Source passage:
-*-

- Details
- Written by Garry
- Created: 10 August 2023
I was nostalgically reading over some old comedy sets I wrote years ago this week, for no apparent reason. I came across the following. To the best of my knowledge I never performed this, published it or used it for anything. The state I found it in suggests I wrote it very quickly, but to be honest I have no memory of ever doing any such thing. I present it here for your... enjoyment? Whatever. Take it, if you will, as a testament to what it's like to live in my head sometimes.
This town ain’t big enough for the both of us, McKlinson. I’m running you out of town.
The town would be a lot bigger if you’d just approve my construction permit for a granny flat out the back of Ol’ Murphy’s smithy.
You ain’t listening McKlinson – this ain’t a town for no flat grannies. I’m’a give you to the count of three before I riddle you so full of holes you’ll think a slice of Swiss cheese has enviable structural integrity.

-*-

Material supplied:
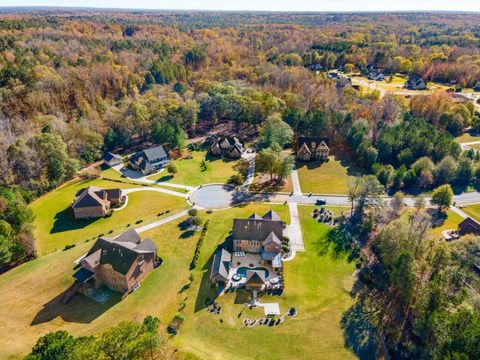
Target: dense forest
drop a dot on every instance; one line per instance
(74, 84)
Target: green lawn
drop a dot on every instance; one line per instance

-*-

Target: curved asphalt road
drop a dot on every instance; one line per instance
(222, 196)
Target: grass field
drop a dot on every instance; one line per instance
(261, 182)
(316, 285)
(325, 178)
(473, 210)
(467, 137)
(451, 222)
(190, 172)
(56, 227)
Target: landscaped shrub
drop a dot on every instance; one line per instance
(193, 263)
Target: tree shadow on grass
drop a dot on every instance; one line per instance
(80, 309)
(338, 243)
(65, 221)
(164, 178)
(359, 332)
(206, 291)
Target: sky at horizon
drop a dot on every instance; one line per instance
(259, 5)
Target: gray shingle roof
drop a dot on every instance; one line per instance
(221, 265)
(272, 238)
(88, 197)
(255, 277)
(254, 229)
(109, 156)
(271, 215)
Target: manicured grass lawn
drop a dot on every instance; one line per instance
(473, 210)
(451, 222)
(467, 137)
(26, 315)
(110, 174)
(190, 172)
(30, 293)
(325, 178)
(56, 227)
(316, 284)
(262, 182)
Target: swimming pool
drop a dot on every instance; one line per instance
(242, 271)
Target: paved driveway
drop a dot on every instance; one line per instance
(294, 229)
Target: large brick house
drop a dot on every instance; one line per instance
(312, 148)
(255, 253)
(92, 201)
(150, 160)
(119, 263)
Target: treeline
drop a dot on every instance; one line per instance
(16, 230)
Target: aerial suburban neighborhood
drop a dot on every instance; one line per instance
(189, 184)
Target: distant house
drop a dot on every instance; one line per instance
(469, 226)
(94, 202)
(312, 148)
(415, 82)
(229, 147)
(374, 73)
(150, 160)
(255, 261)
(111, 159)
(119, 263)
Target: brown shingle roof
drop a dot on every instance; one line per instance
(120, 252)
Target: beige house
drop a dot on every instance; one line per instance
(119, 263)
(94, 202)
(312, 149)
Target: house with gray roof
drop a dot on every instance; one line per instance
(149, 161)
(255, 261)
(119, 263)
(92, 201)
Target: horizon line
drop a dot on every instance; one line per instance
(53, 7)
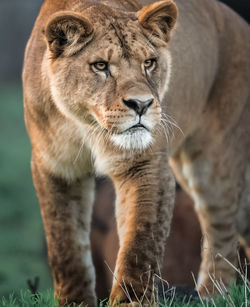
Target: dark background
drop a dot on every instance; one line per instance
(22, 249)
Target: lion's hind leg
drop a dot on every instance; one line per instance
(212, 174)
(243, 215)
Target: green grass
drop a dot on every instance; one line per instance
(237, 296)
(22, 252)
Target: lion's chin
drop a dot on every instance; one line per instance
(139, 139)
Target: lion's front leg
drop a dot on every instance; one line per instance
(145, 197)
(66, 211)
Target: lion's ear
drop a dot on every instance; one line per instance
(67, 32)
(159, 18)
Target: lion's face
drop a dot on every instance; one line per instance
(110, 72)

-*-

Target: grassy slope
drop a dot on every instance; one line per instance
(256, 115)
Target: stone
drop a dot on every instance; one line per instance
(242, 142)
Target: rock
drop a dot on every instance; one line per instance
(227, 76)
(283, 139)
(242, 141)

-*-

Task: Copy out the post about the old comedy set, word for word from start to finish.

Exercise solution:
- Details
- Written by Garry
- Created: 10 August 2023
I was nostalgically reading over some old comedy sets I wrote years ago this week, for no apparent reason. I came across the following. To the best of my knowledge I never performed this, published it or used it for anything. The state I found it in suggests I wrote it very quickly, but to be honest I have no memory of ever doing any such thing. I present it here for your... enjoyment? Whatever. Take it, if you will, as a testament to what it's like to live in my head sometimes.
This town ain’t big enough for the both of us, McKlinson. I’m running you out of town.
The town would be a lot bigger if you’d just approve my construction permit for a granny flat out the back of Ol’ Murphy’s smithy.
You ain’t listening McKlinson – this ain’t a town for no flat grannies. I’m’a give you to the count of three before I riddle you so full of holes you’ll think a slice of Swiss cheese has enviable structural integrity.